* Set exercise
All entries must be repeated exactly; do not include the pictures.

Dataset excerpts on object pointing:
[BEGIN]

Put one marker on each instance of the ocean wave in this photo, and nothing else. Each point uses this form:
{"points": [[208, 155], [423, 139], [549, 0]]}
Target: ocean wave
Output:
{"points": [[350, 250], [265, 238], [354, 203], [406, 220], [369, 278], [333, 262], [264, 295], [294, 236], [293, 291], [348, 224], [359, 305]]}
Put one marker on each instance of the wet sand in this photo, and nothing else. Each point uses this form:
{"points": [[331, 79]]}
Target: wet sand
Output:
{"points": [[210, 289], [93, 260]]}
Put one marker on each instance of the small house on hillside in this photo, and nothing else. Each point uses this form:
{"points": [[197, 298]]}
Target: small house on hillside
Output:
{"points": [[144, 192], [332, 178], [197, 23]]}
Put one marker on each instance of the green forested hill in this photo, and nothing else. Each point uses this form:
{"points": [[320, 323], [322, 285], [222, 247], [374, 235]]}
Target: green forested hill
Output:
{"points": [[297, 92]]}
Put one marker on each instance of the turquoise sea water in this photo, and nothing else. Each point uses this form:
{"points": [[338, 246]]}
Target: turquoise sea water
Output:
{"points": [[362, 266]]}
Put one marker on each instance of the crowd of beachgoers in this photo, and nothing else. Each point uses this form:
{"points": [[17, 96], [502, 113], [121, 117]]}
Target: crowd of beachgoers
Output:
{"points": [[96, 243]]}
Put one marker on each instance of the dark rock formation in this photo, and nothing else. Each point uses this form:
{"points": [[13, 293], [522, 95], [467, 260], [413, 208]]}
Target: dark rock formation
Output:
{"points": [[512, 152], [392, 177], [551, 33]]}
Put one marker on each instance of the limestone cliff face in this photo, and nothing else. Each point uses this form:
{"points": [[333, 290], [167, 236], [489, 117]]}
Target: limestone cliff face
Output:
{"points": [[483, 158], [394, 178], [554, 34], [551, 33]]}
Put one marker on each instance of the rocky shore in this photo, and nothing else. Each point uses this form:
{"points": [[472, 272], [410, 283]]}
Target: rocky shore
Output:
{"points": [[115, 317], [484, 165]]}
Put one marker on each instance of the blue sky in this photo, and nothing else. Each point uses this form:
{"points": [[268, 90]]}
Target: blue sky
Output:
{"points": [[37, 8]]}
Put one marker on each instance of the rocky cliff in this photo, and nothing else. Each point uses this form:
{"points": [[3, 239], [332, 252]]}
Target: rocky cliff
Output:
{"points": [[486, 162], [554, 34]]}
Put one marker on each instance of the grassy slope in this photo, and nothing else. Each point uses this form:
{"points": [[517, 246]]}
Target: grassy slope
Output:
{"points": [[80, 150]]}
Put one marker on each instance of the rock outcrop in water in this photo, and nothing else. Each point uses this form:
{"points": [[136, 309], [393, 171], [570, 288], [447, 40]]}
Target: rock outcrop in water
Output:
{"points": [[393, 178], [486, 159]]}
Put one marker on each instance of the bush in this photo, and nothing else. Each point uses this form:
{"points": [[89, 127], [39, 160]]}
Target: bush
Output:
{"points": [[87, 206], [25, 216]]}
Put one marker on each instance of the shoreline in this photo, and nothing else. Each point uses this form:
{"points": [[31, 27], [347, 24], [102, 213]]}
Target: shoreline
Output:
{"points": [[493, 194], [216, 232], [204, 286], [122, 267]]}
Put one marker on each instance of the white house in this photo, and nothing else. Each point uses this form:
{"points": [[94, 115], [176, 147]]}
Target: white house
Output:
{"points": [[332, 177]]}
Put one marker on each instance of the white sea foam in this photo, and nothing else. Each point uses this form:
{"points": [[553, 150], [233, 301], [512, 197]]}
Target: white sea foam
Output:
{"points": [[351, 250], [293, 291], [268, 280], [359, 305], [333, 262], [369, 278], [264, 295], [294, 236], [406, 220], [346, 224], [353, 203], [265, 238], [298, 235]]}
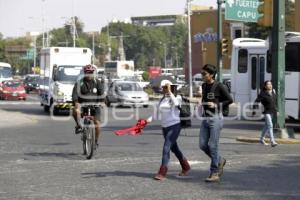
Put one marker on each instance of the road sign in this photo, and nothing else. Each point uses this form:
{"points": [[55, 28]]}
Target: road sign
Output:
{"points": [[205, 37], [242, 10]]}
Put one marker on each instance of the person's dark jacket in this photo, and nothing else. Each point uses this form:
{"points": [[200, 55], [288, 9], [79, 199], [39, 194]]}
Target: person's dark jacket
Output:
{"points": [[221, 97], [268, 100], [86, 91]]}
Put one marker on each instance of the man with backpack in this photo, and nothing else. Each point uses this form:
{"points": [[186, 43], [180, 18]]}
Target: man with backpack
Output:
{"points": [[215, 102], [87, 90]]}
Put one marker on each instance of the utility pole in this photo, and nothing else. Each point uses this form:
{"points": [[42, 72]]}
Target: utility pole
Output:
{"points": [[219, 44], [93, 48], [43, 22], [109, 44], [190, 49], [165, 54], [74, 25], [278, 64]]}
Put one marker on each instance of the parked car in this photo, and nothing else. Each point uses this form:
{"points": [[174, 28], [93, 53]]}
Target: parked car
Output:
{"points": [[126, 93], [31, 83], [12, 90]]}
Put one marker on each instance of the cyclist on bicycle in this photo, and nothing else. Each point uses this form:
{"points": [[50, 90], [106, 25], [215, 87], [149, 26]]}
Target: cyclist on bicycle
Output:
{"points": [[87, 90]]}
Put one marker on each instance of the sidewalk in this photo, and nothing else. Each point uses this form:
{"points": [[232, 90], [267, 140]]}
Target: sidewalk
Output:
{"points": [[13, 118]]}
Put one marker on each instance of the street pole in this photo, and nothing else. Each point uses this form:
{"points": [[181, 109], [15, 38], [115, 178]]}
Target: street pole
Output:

[END]

* Finished exercise
Put one marker on each instance of the ocean wave in this photo, and nothing else. Each point uses this form:
{"points": [[208, 155], [423, 139], [549, 0]]}
Target: ocean wave
Output:
{"points": [[350, 250], [265, 238], [354, 203], [406, 220], [369, 278], [333, 262], [264, 295], [294, 236], [293, 291], [348, 224], [359, 305]]}
Put one marker on each instance of the wet sand in this photo, and nothing else. Each point uses this form:
{"points": [[331, 79]]}
Target: wet sand
Output:
{"points": [[210, 289], [93, 260]]}
Put one marker on each instance of the small house on hillside in this photo, and nothing else. Each point uses this form:
{"points": [[197, 298]]}
Target: small house on hillside
Output:
{"points": [[144, 192], [332, 178], [197, 23]]}
Put one marker on each instance of the green forested hill in this photo, and nothing else. Each point uses this form:
{"points": [[320, 323], [322, 285], [222, 247], [374, 235]]}
Target: green forested hill
Output:
{"points": [[297, 92]]}
Put one marker on each instance of the turquoise sea water in this photo, and nothing else. Each point uses this form:
{"points": [[338, 246]]}
Target: turquoise sea water
Output:
{"points": [[362, 266]]}
Put one marker on each instance of the crowd of beachgoers in this photo, and nothing else. Each point uses this form:
{"points": [[17, 96], [502, 113], [121, 117]]}
Target: crowd of beachgoers
Output:
{"points": [[96, 243]]}
Put one marker on each instance of the dark rock formation in this photo, and nothing else. Each point uses this form:
{"points": [[13, 293], [522, 95], [467, 260], [413, 208]]}
Target: dark rock formation
Output:
{"points": [[512, 152], [392, 177], [551, 33]]}
Put one marker on each instance of the limestone cliff face in this photo, and nothing else. Each point uses this form:
{"points": [[333, 290], [167, 236], [489, 117]]}
Target: limestone cliff face
Output:
{"points": [[483, 158], [394, 178], [554, 34], [551, 33]]}
Put one marker on each instance of the rocky shore in this photo, and nothing else. Each point uses this form:
{"points": [[472, 272], [410, 283]]}
Target: rocky shore
Output:
{"points": [[115, 317], [484, 165]]}
Put one marker on each instance of the blue sky in this photo, and nothing else. Each point uses this form:
{"points": [[268, 90]]}
Target: blue sky
Output:
{"points": [[37, 8]]}
Put one marker on each instance of the rocky cliff in this photo, and nothing else. Each point uses this form:
{"points": [[3, 239], [332, 252]]}
Target: rocky cliff
Output:
{"points": [[486, 162], [554, 34]]}
Put one marker on each instance of the grassy slope in this photo, and nothing else. Each point uses this form:
{"points": [[517, 246]]}
Target: grassy slope
Output:
{"points": [[80, 150]]}
Put one marker on each instance of the rock outcrop in water in this photo, and nothing else. Each point uses this form:
{"points": [[136, 309], [393, 171], [570, 288], [447, 40]]}
Target: rock outcrop in water
Output:
{"points": [[393, 178], [486, 159]]}
Put one marker on each instance of the bush in this photo, and nothing else. Each point uses this form:
{"points": [[89, 127], [39, 160]]}
Target: bush
Output:
{"points": [[87, 206], [25, 216]]}
Put one marker on each instance of the shoreline in this photo, and nothing else. Each point uses this form:
{"points": [[31, 27], [347, 24], [102, 213]]}
Target: shoreline
Output:
{"points": [[493, 194], [216, 232], [204, 286], [122, 267]]}
Put one marker on each instance of the white house in this photo, and nothing else. Each point uses this form:
{"points": [[94, 115], [176, 147]]}
Target: white house
Output:
{"points": [[332, 177]]}
Put one marker on each instance of the white sea foam in this photo, and nothing else. Each point uses this form:
{"points": [[553, 150], [233, 301], [512, 197]]}
Target: white sea foam
Output:
{"points": [[351, 250], [293, 291], [268, 280], [359, 305], [333, 262], [369, 278], [264, 295], [294, 236], [406, 220], [346, 224], [353, 203], [265, 238], [298, 235]]}
Put one marker on each instance of the road sign in this photo, and nothing else. Each point uses this form:
{"points": [[55, 28]]}
Target: road sign
Output:
{"points": [[205, 37], [242, 10]]}
Put one marker on each instance of the person's dark jacket in this photo, and nothing else. Each point uses this form:
{"points": [[200, 55], [288, 9], [79, 199], [39, 194]]}
Target: person's dark jacket
Output:
{"points": [[221, 97], [268, 100], [86, 91]]}
Put one marker on each instance of the man with backpack in this photo, and nothing else. Each point uses this form:
{"points": [[186, 43], [180, 18]]}
Target: man with backpack
Output:
{"points": [[215, 102], [87, 90]]}
Put one marker on each instance of the utility pole in this photo, and nothing else. Each point uses this form:
{"points": [[42, 72]]}
Target: utility pole
Output:
{"points": [[219, 44], [93, 48], [43, 22], [109, 44], [190, 49], [165, 54], [74, 25], [278, 64]]}
Put one marker on each instance of the parked car in this photo, and nothing else. Each point uses this form:
{"points": [[174, 28], [93, 53]]}
Target: parked car
Output:
{"points": [[126, 93], [31, 83], [12, 90]]}
Put one marker on each instance of the cyclist on bicycle in this photo, and nothing else. Each point uses this form:
{"points": [[50, 90], [106, 25], [215, 87], [149, 26]]}
Target: cyclist on bicycle
Output:
{"points": [[87, 90]]}
Put one marker on each instance of the sidewalk in this photo, and nothing else. Each point uses this form:
{"points": [[232, 90], [267, 140]]}
Target: sidewalk
Output:
{"points": [[13, 118]]}
Put one marker on each instance of the street pole in this photo, and nothing else. Each point uses this form:
{"points": [[181, 109], [15, 38], [115, 178]]}
Target: street pole
Output:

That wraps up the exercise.